▶ [Work instruction] Give the entries again, exactly as they stand.

[Dataset entries]
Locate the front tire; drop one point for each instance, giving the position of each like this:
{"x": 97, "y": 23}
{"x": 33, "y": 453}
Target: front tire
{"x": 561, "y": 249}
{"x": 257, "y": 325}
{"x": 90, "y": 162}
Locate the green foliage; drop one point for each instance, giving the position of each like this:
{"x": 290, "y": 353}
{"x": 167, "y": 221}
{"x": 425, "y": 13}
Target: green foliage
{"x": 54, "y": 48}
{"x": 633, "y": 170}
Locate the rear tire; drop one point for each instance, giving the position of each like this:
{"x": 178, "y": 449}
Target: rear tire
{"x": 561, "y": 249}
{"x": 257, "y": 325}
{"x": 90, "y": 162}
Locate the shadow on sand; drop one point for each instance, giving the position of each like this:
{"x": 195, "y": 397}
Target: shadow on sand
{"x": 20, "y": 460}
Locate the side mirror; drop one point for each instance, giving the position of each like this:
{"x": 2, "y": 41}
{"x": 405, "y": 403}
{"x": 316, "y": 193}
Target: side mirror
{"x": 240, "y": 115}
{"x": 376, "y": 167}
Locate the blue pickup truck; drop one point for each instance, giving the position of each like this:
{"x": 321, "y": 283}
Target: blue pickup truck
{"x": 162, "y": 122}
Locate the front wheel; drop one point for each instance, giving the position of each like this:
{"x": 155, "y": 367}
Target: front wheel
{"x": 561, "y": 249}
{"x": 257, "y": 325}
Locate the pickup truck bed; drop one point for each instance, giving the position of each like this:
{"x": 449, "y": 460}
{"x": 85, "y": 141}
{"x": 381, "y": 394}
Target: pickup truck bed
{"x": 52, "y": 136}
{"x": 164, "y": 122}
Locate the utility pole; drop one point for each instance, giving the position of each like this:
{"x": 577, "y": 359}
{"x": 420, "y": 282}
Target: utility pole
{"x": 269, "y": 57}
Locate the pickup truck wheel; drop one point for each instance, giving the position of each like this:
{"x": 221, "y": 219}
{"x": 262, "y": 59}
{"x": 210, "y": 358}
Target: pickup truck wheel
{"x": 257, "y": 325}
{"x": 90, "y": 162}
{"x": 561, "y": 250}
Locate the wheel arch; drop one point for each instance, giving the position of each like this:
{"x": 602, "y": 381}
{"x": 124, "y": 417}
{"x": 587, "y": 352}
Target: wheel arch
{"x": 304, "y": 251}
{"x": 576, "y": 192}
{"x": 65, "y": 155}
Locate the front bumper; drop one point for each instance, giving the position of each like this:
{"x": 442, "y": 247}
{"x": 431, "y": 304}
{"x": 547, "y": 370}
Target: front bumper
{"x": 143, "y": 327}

▶ [Response]
Locate the front tire; drop one point for each instance, giving the position of each like this:
{"x": 97, "y": 23}
{"x": 33, "y": 453}
Target: front tire
{"x": 561, "y": 249}
{"x": 257, "y": 325}
{"x": 90, "y": 162}
Locate the green foliage; drop one point for each instance, giving the position of each like this:
{"x": 290, "y": 353}
{"x": 167, "y": 221}
{"x": 425, "y": 13}
Target: green foliage
{"x": 54, "y": 48}
{"x": 633, "y": 170}
Locate the rear tire; drop one point for each instance, giving the position of each like this:
{"x": 178, "y": 449}
Target: rear tire
{"x": 561, "y": 249}
{"x": 257, "y": 325}
{"x": 90, "y": 162}
Locate the shadow on sand; drop one point for each instance, giving the position of each like this:
{"x": 195, "y": 397}
Target: shadow on sand
{"x": 20, "y": 460}
Locate the side mirror; drop one point for each instance, giving the position of each like this:
{"x": 2, "y": 41}
{"x": 405, "y": 403}
{"x": 316, "y": 193}
Target: side mirror
{"x": 240, "y": 115}
{"x": 376, "y": 167}
Locate the blue pickup truck; drop one point for each instance, giving the position of each like this:
{"x": 321, "y": 283}
Target: blue pickup truck
{"x": 162, "y": 122}
Locate the front wheel; drop one point for each instance, giving the position of each like this:
{"x": 155, "y": 367}
Target: front wheel
{"x": 561, "y": 249}
{"x": 257, "y": 325}
Locate the pickup truck bed; drop one point for each instance, giving the position of each like this:
{"x": 449, "y": 460}
{"x": 85, "y": 141}
{"x": 381, "y": 394}
Target: pickup truck bed
{"x": 52, "y": 136}
{"x": 164, "y": 122}
Locate the utility pole; drop one point for each instance, giving the position of each like this:
{"x": 577, "y": 359}
{"x": 420, "y": 282}
Target: utility pole
{"x": 269, "y": 57}
Locate the pickup truck wheel; drop one point for each instance, giving the position of each like this:
{"x": 221, "y": 219}
{"x": 262, "y": 59}
{"x": 210, "y": 358}
Target: pickup truck wheel
{"x": 257, "y": 325}
{"x": 90, "y": 162}
{"x": 561, "y": 250}
Locate the wheel arch; drop one point for each instance, giving the position of each like this:
{"x": 602, "y": 381}
{"x": 124, "y": 417}
{"x": 587, "y": 352}
Target: wheel arch
{"x": 304, "y": 251}
{"x": 576, "y": 192}
{"x": 65, "y": 155}
Locate the front bumper; drop one point for each instance, giving the position of each like this:
{"x": 442, "y": 247}
{"x": 431, "y": 304}
{"x": 547, "y": 370}
Target: front bumper
{"x": 143, "y": 327}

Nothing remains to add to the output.